Excerpts from a point labeling dataset:

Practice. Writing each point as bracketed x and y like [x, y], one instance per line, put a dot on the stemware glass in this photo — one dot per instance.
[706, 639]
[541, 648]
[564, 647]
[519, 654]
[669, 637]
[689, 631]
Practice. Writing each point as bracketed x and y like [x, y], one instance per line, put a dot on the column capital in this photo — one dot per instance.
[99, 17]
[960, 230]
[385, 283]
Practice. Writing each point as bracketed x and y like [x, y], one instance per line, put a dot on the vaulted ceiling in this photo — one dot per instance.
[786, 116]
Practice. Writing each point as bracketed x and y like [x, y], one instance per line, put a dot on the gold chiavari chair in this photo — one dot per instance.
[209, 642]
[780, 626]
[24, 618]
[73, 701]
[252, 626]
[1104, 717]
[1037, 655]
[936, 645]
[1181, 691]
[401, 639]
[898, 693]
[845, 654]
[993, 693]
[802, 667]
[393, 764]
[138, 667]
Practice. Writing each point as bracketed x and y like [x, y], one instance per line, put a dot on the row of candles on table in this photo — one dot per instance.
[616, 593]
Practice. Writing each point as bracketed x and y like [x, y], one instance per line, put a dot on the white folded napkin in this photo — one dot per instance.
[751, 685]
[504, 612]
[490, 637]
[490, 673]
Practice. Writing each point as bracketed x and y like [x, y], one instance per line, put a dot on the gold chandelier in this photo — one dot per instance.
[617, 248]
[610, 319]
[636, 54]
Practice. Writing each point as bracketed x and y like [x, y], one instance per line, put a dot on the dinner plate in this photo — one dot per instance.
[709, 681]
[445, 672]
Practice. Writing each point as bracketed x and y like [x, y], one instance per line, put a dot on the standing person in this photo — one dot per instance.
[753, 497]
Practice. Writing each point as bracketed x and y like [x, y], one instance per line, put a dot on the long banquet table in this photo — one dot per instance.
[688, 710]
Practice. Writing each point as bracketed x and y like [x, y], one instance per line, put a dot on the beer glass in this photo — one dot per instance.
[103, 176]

• [Directions] Rewrite the data above, swapping each "put a dot on" for "place a marker on" and keeping every other character the same.

• [Complete response]
Practice. Writing each point as bracketed x and y like [x, y], one instance per line, place a marker on the stemware glass in this photo — one dot per instance.
[706, 639]
[541, 648]
[564, 647]
[519, 654]
[669, 637]
[689, 631]
Practice. Writing each point as bracketed x and y like [x, y], one instance per line, place a marker on the column capital in this photo — one dot per instance.
[99, 17]
[960, 230]
[385, 283]
Practice. Writing each point as bracketed x and y like [x, y], one instance per line, place a marker on the vaulted ceiling in this photo — one dot per instance.
[786, 116]
Practice. Writing each point as bracketed x and y like [x, y], one instance per line, place a marker on the gold chiavari chair in this photo — one dot per instance.
[209, 642]
[780, 626]
[24, 618]
[73, 701]
[252, 626]
[1104, 717]
[1037, 655]
[936, 645]
[1181, 691]
[401, 639]
[898, 693]
[845, 654]
[993, 693]
[802, 667]
[393, 764]
[138, 667]
Practice. Writing each point as bracketed x and y like [x, y], one instance per line, place a marker on the row of candles on table in this photo — one dot per instance.
[616, 593]
Practice. Writing each point as bracketed x and y like [x, y], one instance per line, place a marker on the white folded napkin in this photo — one dot per instance.
[751, 685]
[504, 612]
[490, 637]
[490, 673]
Practice. Writing each point as bracketed x and y like [x, y], one instance per line, place a marker on the gold chandelier in this photo — one dot per instance.
[617, 248]
[610, 319]
[636, 54]
Practice. Writing each point as bracketed x and y like [x, y], one instance per line, place a marker on the dinner plate in this photo — one dot per instance.
[709, 681]
[445, 672]
Practice. Writing each point as bracketed x and y like [x, y], one instance per line, place a marker on the standing person in this photo — one dot per instance.
[753, 497]
Practice. Writing each point as bracketed x and y like [x, y], one instance per line, place a marker on the long banquet table in this photo — one dot per instance.
[688, 710]
Practice. Writing each point as bracketed x and y like [x, y], one instance per line, place a marker on the beer glass in this photo — one dot per instance.
[103, 176]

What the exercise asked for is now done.